◆ **SUPPLIED TEXT**
Sunday, 13 December 2015

The Star Wars Prequels In My Head

Ever since The Phantom Menace came out in 1999, and shortly before that caused some people *cough cough* to lose interest in Star Wars altogether, fans have taken it upon themselves to articulate not only what was wrong about the prequels, but how they could have done 'em better. With Episode VII due shortly in theatres, I felt I might as well use this venue to dish out what has been lingering in the recesses of my mind for 16 years.

I understand what George Lucas' intentions were with The Phantom Menace. The "story" of Qui-Gon and Obi-Wan and Amidala and Anakin is not the actual "story." The real "story" is Chancellor Palpatine's rise to power. Unfortunately, in getting there the movie makes a few key mistakes that both violate the canon established in the original trilogy and just bored audiences to tears. Therefore, my Episode I: The Phantom Empire (because if I get to name it, it will be after an amazing old movie serial) would begin with a text crawl explaining how dozens of star systems have begun to split away from the venerable Galactic Republic, upsetting a thousand years of peace and stability. Not content to simply break away from the Republic, the Separatists have begun blockading influential planets to compel them to join the Separatists under threat of invasion. Now the Separatist forces have blockaded the planet of Queen Amidala and Senator Palpatine, leading the Jedi to send their most honoured member - Master Yoda - with his apprentice Obi-Wan Kenobi to broker a peace.

[Dataset extracts with box labels]
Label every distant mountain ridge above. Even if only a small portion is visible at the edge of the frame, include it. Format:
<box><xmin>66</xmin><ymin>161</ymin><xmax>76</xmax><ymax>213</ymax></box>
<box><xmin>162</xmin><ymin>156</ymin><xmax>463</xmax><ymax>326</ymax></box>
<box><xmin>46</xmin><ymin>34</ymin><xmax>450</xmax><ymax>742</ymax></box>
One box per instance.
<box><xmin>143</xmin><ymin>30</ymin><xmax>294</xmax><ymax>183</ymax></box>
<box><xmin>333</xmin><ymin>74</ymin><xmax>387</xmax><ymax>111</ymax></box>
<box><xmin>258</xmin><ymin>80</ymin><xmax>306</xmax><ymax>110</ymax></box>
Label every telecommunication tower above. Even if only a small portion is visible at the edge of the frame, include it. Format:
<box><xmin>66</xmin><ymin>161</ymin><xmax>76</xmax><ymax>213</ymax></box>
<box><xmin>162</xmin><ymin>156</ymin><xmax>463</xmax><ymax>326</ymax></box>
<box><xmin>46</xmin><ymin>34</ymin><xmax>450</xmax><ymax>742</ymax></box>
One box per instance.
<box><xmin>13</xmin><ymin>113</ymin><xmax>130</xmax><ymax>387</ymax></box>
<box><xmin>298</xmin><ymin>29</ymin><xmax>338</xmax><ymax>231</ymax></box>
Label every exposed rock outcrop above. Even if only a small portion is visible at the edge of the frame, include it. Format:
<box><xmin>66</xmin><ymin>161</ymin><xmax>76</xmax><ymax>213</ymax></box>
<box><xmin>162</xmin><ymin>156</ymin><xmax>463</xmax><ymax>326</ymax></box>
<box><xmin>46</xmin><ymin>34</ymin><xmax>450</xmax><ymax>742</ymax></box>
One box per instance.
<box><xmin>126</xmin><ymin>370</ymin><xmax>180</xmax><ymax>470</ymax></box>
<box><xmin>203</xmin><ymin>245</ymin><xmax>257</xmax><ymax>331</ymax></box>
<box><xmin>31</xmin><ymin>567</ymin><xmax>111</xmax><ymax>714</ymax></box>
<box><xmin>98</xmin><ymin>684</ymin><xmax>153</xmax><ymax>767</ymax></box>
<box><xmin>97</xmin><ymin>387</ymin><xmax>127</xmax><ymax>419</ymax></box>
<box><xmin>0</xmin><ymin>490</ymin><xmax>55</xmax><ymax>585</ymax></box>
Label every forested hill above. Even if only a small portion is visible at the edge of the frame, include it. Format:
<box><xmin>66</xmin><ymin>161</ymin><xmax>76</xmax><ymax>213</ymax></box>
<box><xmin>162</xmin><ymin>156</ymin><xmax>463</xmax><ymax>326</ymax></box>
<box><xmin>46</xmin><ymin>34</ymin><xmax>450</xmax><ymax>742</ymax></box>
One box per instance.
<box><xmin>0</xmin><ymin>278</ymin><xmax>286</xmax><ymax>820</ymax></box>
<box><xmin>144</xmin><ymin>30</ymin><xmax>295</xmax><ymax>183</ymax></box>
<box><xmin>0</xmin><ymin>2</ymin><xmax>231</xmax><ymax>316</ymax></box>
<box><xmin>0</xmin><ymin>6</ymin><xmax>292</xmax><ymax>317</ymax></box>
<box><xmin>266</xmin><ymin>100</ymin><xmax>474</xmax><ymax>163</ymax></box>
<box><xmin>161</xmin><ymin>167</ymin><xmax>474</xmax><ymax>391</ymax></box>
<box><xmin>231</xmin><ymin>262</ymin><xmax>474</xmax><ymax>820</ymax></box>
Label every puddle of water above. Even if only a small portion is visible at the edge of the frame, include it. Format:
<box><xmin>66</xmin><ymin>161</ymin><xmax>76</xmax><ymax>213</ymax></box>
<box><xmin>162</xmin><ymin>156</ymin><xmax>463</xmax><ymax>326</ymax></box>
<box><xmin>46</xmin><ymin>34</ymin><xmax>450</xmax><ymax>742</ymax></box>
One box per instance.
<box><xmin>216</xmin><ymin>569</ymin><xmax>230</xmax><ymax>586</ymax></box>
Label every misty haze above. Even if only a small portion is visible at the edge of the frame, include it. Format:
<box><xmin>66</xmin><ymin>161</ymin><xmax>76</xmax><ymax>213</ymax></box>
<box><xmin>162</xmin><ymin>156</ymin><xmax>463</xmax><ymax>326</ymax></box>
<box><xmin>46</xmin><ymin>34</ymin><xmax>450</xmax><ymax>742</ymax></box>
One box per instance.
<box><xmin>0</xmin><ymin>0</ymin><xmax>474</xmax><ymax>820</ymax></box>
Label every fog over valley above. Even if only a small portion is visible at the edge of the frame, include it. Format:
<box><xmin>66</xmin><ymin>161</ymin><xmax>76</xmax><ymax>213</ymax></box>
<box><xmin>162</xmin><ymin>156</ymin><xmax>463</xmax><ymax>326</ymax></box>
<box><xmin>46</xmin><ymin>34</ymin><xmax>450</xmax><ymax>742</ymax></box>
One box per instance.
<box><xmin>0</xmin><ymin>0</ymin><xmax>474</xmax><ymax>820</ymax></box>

◆ **WHAT YOU WILL DO**
From the Star Wars prequels post above, reproduce word for word the stretch from "The Star Wars" through "for 16 years.".

◆ **ANSWER TO THIS TASK**
The Star Wars Prequels In My Head

Ever since The Phantom Menace came out in 1999, and shortly before that caused some people *cough cough* to lose interest in Star Wars altogether, fans have taken it upon themselves to articulate not only what was wrong about the prequels, but how they could have done 'em better. With Episode VII due shortly in theatres, I felt I might as well use this venue to dish out what has been lingering in the recesses of my mind for 16 years.